SUPPLIED DATA –

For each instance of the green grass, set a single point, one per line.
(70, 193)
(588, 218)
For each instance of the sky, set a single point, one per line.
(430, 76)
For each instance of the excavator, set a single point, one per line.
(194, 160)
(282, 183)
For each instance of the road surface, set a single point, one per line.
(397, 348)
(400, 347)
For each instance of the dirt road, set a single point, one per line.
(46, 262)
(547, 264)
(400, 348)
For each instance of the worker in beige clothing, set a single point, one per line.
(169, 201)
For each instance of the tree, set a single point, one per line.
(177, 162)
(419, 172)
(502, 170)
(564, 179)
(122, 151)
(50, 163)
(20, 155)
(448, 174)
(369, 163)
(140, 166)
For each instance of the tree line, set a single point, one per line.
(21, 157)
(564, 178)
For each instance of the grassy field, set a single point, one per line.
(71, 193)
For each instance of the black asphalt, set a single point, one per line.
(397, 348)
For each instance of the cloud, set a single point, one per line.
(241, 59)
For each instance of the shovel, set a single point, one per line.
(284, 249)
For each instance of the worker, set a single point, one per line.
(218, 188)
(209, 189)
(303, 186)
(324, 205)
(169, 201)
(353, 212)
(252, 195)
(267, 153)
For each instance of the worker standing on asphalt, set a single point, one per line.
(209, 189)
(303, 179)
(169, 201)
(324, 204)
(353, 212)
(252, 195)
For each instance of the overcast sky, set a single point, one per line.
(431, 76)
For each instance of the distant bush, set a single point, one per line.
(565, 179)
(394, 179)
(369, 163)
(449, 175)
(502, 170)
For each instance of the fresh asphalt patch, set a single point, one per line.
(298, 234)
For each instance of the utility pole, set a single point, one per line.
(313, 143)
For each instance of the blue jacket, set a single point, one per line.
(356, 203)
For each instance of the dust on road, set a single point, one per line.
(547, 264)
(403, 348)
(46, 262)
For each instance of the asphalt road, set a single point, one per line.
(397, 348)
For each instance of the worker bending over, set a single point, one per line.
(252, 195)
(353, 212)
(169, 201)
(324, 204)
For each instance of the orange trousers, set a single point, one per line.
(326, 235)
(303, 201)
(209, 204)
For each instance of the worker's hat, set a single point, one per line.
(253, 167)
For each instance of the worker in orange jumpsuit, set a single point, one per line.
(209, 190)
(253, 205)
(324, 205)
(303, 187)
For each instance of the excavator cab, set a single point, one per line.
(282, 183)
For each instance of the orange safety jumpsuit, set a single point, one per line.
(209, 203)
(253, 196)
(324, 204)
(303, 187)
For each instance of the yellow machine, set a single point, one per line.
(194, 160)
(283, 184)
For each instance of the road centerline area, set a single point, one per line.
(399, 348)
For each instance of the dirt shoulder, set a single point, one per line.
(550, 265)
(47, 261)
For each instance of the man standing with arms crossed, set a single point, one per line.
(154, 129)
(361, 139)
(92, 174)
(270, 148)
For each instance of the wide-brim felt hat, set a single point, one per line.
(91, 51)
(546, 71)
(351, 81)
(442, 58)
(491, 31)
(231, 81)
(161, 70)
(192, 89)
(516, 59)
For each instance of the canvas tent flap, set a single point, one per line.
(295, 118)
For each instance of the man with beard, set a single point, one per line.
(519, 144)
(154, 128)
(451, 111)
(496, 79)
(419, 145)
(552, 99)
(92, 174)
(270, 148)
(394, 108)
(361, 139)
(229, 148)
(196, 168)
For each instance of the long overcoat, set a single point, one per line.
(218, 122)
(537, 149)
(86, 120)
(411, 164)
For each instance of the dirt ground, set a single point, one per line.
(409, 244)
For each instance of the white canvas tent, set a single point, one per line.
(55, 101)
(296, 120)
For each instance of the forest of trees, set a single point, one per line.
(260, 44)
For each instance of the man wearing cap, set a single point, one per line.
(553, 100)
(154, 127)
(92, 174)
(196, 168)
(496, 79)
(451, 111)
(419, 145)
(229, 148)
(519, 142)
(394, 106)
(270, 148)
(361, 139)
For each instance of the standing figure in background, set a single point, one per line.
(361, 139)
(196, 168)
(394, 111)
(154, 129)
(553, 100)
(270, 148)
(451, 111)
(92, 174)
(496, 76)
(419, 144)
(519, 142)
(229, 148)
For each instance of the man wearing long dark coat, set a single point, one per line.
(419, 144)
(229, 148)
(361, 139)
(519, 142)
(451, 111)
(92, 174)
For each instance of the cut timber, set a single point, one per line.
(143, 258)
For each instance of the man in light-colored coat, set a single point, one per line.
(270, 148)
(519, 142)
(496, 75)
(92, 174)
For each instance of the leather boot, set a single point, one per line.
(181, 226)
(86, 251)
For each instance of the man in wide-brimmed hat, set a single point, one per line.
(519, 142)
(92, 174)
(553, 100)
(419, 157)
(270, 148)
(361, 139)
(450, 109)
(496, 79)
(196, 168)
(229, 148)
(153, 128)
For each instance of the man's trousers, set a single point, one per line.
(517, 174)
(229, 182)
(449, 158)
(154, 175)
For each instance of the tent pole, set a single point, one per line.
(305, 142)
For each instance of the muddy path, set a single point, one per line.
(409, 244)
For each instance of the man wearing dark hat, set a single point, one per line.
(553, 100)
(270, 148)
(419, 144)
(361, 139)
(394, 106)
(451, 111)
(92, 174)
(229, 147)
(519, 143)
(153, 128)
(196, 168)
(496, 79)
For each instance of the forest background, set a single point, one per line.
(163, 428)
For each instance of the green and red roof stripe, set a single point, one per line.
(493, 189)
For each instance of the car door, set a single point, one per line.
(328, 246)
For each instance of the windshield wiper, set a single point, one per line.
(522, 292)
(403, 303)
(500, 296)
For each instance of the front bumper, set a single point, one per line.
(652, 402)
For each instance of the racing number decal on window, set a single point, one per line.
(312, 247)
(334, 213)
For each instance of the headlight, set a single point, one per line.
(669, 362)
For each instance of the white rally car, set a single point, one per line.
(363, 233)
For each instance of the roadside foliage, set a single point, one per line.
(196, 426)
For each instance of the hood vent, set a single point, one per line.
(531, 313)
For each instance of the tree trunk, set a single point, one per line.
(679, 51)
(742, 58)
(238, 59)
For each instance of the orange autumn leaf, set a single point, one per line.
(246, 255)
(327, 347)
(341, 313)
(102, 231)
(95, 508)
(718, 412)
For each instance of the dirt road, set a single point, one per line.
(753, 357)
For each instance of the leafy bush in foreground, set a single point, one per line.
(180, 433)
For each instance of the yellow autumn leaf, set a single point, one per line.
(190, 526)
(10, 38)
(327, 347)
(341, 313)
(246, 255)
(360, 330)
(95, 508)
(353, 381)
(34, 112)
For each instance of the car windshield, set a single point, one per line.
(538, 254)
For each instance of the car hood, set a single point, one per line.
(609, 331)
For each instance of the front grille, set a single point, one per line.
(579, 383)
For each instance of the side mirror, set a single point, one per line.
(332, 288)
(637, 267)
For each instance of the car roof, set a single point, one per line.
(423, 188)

WORK INSTRUCTIONS – Please transcribe the records above in full, keeping every word.

RESPONSE –
For each instance of the green grass, set a single point, one per line.
(70, 193)
(588, 218)
For each instance of the sky, set a single point, one per line.
(430, 76)
For each instance of the excavator, set a single point, one per line.
(194, 160)
(282, 183)
For each instance of the road surface, set a single point, one per line.
(397, 348)
(400, 347)
For each instance of the dirt road, set a single point, one per line.
(46, 262)
(547, 264)
(400, 348)
For each instance of the worker in beige clothing, set a single point, one per line.
(169, 201)
For each instance of the tree, set a single point, one per line.
(177, 162)
(419, 172)
(502, 170)
(564, 179)
(122, 151)
(50, 163)
(20, 155)
(448, 174)
(369, 163)
(140, 166)
For each instance of the tree line, set a single point, one per line.
(21, 157)
(564, 178)
For each instance of the grassy field, set a single point, one per line.
(71, 193)
For each instance of the black asphalt, set a single point, one per line.
(397, 348)
For each instance of the cloud, set a single point, one per line.
(241, 59)
For each instance of the shovel, set a single point, one per line.
(284, 249)
For each instance of the worker, set a single point, one per line.
(218, 188)
(209, 189)
(303, 186)
(324, 205)
(169, 201)
(353, 212)
(252, 195)
(267, 153)
For each instance of the worker standing on asphalt, set a single point, one per line.
(209, 189)
(303, 179)
(169, 201)
(324, 204)
(353, 212)
(252, 195)
For each instance of the overcast sky, set a single point, one per line.
(431, 76)
For each instance of the distant bush, set a single point, one per line.
(565, 179)
(394, 179)
(369, 163)
(449, 175)
(502, 170)
For each instance of the fresh asphalt patch, set a single point, one per line.
(298, 234)
For each instance of the utility pole, set a single point, one per line.
(313, 143)
For each instance of the blue jacket, set a single point, one per line.
(356, 203)
For each instance of the dust on road, set a single point, one per line.
(547, 264)
(403, 348)
(46, 262)
For each instance of the asphalt road, set a single point, one per line.
(397, 348)
For each instance of the worker bending over, set a single point, one per line.
(252, 195)
(353, 212)
(169, 201)
(324, 204)
For each instance of the orange trousers, set a single point, one per line.
(326, 235)
(303, 201)
(209, 204)
For each instance of the worker's hat, set a single point, one per line.
(253, 167)
For each instance of the worker in orange jumpsuit, set a single point, one per line.
(209, 190)
(253, 205)
(324, 205)
(303, 187)
For each instance of the excavator cab, set a single point, one per line.
(282, 183)
For each instance of the orange safety jumpsuit, set a single point, one per line.
(209, 203)
(253, 196)
(324, 204)
(303, 187)
For each instance of the yellow machine, set a single point, one per line.
(194, 160)
(283, 184)
For each instance of the road centerline area, set a single point, one per line.
(399, 348)
For each instance of the dirt shoulder, set a single point, one per line.
(550, 265)
(47, 261)
For each instance of the man standing with arms crossed, set a single point, one per line.
(154, 129)
(361, 139)
(92, 174)
(270, 148)
For each instance of the wide-brim felt hat, set a single point, one per line.
(91, 51)
(546, 71)
(351, 81)
(442, 58)
(491, 31)
(231, 81)
(161, 70)
(192, 89)
(516, 59)
For each instance of the canvas tent flap, set a single point, one per line.
(295, 118)
For each instance of the man with beard, set a single point, one per line.
(519, 144)
(154, 128)
(451, 111)
(496, 79)
(419, 145)
(552, 99)
(92, 174)
(270, 148)
(394, 108)
(361, 139)
(229, 148)
(196, 168)
For each instance of the long overcoat, set a single point, one per line.
(218, 122)
(537, 149)
(86, 120)
(411, 164)
For each instance of the dirt ground, set a single point, one per line.
(409, 244)
For each instance of the white canvas tent, set a single point, one per line.
(55, 101)
(296, 120)
For each instance of the forest of trees, set a single point, one per line.
(260, 44)
For each instance of the man wearing cap, set a single point, one per line.
(553, 100)
(154, 127)
(92, 174)
(196, 168)
(496, 79)
(451, 111)
(419, 145)
(229, 148)
(519, 142)
(394, 106)
(270, 148)
(361, 139)
For each instance of the standing figure in background, set a single point, one per line.
(361, 139)
(196, 168)
(394, 111)
(154, 129)
(553, 100)
(270, 148)
(451, 111)
(92, 174)
(496, 76)
(419, 144)
(519, 142)
(229, 148)
For each instance of the man wearing long dark coat, set a single point, one per line.
(419, 144)
(229, 148)
(361, 139)
(519, 142)
(451, 111)
(92, 174)
For each instance of the cut timber, set a single point, one per line.
(143, 258)
For each instance of the man in light-colored coat, set a single point, one per line.
(270, 148)
(519, 142)
(496, 75)
(92, 174)
For each instance of the leather boot, set a single point, one per line.
(181, 226)
(86, 251)
For each instance of the man in wide-brimmed hat, set a single point, one per line.
(519, 142)
(92, 174)
(553, 100)
(419, 157)
(270, 148)
(361, 139)
(450, 109)
(496, 79)
(196, 168)
(229, 148)
(153, 128)
For each instance of the man's trousers, set a single point, one per line.
(517, 174)
(229, 182)
(449, 158)
(154, 175)
For each instance of the tent pole, set a single point, one per line.
(305, 142)
For each instance of the muddy path, set a single point, one per line.
(409, 244)
For each instance of the man wearing dark hat, set a single point, one per line.
(553, 100)
(270, 148)
(419, 144)
(361, 139)
(394, 106)
(451, 111)
(92, 174)
(229, 147)
(519, 143)
(153, 128)
(196, 168)
(496, 79)
For each instance of the forest background, set a single point, one per line.
(163, 428)
For each instance of the green and red roof stripe, set a single point, one per line.
(493, 189)
For each instance of the car door, set a single point, one per line.
(328, 246)
For each instance of the windshield wiper, set a single point, one per line.
(522, 292)
(403, 303)
(500, 296)
For each instance of the front bumper, set a single point, one per line.
(652, 402)
For each instance of the racing number decal on window, set a single point, one per line.
(312, 247)
(334, 213)
For each instance of the headlight, set a single point, one per line.
(669, 362)
For each instance of the white rally car, set a single point, one per line.
(363, 233)
For each instance of the roadside foliage, set a single point, one per line.
(196, 426)
For each instance of the hood vent, set a single point, one per line.
(531, 313)
For each instance of the tree trunk, set a single point, one per line.
(679, 51)
(742, 58)
(238, 59)
For each instance of the orange autumn leaf, set a single point, one per line.
(246, 255)
(327, 347)
(341, 313)
(102, 231)
(95, 508)
(718, 412)
For each instance of the dirt road, set a single point, one per line.
(753, 357)
For each instance of the leafy bush in foreground, set a single point, one per line.
(180, 433)
For each instance of the yellow autumn leaf, set a single point, one per line.
(190, 526)
(10, 38)
(327, 347)
(341, 313)
(246, 255)
(360, 330)
(95, 508)
(353, 381)
(34, 112)
For each instance of the car windshield, set a single point, one per line.
(538, 254)
For each instance of the car hood, set a single point, one per line.
(609, 331)
For each instance of the front grille, set a single point, one per line.
(579, 383)
For each instance of the side mirror, set a single point, one per line.
(332, 288)
(637, 267)
For each instance of the car roof, set a single point, one per line.
(423, 188)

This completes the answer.